**Exercise:** Your answer should be the lines below from the one holding "Target: white window frame" through the one holding "Each instance of the stone pillar", copied exactly and with nothing else.

START Supplied data

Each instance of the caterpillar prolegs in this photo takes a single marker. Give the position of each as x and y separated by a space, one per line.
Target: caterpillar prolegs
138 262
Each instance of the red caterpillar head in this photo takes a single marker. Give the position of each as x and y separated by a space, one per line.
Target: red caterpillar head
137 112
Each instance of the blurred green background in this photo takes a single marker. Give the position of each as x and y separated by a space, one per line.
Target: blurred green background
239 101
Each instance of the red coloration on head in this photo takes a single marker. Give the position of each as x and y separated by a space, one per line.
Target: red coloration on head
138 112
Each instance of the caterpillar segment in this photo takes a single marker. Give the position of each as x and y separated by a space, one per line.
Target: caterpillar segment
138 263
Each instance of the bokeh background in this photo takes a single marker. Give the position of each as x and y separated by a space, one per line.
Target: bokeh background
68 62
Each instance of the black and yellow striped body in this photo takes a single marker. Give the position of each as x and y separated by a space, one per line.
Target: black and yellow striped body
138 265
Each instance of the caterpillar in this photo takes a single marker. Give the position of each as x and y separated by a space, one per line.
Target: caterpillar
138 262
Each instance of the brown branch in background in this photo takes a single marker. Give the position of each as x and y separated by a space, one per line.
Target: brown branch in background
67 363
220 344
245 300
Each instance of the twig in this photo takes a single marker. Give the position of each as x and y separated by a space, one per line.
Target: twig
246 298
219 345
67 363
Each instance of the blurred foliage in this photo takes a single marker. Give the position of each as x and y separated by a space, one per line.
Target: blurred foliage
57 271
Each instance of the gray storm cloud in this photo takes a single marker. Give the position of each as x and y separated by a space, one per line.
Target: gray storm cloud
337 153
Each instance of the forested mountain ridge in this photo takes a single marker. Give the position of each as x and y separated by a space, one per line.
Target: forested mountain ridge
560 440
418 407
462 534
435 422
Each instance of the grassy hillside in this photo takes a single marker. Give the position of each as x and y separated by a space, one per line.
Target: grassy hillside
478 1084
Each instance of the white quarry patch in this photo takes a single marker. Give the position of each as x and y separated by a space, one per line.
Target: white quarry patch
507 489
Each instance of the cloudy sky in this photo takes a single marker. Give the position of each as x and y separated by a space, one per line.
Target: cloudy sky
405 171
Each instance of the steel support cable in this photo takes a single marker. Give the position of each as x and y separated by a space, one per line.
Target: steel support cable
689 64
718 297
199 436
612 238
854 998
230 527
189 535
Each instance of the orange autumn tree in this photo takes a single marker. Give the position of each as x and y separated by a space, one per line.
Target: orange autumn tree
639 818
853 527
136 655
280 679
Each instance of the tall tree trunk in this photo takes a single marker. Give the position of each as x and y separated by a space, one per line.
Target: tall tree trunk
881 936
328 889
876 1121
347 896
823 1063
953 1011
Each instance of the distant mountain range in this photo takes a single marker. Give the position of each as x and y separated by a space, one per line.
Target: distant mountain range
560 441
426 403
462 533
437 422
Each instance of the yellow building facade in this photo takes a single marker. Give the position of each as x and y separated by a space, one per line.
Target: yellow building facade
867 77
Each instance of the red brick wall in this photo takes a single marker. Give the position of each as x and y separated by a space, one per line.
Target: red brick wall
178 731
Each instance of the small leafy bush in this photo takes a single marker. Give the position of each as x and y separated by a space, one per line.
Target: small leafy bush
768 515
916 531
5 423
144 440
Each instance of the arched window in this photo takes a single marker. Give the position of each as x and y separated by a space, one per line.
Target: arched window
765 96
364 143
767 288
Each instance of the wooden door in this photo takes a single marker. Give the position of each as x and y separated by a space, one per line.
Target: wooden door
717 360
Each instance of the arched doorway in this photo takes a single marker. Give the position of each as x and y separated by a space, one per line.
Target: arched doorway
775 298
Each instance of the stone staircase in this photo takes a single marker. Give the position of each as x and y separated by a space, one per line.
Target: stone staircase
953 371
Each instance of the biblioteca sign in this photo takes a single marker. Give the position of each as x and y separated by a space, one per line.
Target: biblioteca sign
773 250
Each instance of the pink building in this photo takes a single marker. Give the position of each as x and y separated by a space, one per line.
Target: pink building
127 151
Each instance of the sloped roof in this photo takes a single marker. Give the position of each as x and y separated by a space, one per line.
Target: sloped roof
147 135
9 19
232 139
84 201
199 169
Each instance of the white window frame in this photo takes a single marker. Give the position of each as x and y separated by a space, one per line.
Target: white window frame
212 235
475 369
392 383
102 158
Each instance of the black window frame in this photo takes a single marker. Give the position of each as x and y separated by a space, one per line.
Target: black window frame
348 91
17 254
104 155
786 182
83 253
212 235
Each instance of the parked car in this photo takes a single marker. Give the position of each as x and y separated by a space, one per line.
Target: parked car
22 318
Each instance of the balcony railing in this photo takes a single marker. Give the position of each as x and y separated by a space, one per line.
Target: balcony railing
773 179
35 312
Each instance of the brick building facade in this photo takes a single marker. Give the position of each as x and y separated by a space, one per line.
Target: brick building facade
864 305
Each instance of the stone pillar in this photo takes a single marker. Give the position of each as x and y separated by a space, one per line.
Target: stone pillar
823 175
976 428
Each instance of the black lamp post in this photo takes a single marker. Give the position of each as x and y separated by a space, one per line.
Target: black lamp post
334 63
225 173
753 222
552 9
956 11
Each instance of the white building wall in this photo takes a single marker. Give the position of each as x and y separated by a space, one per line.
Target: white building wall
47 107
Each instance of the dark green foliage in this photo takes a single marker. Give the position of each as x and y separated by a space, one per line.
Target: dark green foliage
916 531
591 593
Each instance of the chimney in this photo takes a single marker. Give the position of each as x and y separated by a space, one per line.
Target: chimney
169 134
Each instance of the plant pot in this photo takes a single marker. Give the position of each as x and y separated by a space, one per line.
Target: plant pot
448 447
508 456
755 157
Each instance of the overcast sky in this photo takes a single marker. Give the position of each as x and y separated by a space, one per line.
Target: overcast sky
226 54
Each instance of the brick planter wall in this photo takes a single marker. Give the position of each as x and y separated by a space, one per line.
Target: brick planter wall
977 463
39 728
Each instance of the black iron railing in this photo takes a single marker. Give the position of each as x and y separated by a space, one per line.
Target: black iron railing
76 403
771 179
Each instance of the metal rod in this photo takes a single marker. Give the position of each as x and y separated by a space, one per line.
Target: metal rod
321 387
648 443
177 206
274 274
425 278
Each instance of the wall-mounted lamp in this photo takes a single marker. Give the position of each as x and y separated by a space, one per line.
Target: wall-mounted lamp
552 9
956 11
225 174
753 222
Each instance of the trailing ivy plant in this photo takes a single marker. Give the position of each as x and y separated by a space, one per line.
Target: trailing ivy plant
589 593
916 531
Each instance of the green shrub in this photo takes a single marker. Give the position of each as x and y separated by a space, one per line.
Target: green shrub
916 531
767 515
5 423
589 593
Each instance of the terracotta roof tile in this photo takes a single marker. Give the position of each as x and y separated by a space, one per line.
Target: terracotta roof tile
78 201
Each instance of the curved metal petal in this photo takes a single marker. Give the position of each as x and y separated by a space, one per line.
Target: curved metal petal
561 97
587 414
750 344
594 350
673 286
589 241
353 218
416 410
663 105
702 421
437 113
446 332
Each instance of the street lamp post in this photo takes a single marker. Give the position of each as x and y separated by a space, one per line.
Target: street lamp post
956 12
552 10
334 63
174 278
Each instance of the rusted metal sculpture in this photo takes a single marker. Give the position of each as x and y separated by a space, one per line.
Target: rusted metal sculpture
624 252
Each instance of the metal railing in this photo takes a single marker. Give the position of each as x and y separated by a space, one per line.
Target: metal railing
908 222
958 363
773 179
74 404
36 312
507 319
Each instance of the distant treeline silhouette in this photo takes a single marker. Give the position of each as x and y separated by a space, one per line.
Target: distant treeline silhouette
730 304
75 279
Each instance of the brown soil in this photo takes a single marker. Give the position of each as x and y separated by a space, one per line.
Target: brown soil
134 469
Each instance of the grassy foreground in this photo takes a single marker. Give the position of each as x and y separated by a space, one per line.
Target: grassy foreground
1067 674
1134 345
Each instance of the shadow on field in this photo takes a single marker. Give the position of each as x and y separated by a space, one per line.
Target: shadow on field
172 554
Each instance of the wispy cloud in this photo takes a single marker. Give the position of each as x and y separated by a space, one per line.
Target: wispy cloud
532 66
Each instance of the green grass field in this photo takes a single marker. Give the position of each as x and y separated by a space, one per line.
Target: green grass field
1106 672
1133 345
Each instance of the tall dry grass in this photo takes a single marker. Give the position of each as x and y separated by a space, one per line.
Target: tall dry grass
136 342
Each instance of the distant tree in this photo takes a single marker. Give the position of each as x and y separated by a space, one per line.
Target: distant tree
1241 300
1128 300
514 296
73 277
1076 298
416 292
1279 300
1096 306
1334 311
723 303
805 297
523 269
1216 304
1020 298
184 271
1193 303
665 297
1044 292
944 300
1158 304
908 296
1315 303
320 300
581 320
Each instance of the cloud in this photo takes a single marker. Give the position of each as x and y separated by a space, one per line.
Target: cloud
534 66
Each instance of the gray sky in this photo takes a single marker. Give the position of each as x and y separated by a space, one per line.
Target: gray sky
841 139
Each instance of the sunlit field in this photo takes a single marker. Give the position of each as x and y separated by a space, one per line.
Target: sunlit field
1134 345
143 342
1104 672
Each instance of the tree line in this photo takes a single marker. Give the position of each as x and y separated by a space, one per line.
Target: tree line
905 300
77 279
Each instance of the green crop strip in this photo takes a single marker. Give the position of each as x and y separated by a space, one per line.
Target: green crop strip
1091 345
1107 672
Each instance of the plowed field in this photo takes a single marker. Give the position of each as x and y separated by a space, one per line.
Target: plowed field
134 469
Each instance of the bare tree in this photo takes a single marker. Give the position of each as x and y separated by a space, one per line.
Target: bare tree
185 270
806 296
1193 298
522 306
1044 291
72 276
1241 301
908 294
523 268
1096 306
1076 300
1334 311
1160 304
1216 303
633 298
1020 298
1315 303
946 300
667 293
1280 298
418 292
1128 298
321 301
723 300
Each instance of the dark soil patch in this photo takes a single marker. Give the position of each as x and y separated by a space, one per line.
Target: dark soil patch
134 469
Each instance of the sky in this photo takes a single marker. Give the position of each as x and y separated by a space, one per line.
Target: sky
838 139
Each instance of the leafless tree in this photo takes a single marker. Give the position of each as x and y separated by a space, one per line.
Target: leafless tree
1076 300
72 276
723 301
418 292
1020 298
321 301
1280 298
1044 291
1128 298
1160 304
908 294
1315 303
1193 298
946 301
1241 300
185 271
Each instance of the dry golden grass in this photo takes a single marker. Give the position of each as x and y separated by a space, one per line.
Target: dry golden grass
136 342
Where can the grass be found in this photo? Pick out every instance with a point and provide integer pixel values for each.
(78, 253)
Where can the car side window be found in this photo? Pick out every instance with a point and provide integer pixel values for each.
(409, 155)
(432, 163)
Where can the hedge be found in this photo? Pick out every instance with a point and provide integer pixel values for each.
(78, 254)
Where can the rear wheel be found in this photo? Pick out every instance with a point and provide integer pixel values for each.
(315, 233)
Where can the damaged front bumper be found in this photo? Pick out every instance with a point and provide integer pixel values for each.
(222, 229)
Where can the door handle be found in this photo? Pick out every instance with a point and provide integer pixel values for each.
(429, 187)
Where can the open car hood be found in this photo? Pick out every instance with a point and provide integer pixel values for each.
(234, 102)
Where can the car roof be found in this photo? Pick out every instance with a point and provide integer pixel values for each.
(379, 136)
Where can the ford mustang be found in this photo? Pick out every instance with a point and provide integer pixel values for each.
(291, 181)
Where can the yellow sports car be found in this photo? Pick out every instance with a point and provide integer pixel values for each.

END Supplied data

**Written solution:**
Target: white window frame
212 235
475 369
392 383
102 158
Each instance of the black window frame in this photo takes a single marker. Give the position of each as x and y separated by a space, one per line.
Target: black window frame
348 91
17 254
104 155
786 182
83 253
212 235
Each instance of the parked car in this photo takes a single marker. Give the position of each as x and y separated by a space, one per line.
Target: parked car
22 318
Each instance of the balcony railing in this photo takes a single marker. Give the position of each as x and y separated by a space, one per line.
Target: balcony railing
773 179
35 312
Each instance of the brick building facade in this photo takes a single marker. Give the position of each as x and y separated by a space, one per line.
Target: brick building facade
864 305
Each instance of the stone pillar in this photo takes a single marker. Give the position of each as x and y separated by a space, one per line.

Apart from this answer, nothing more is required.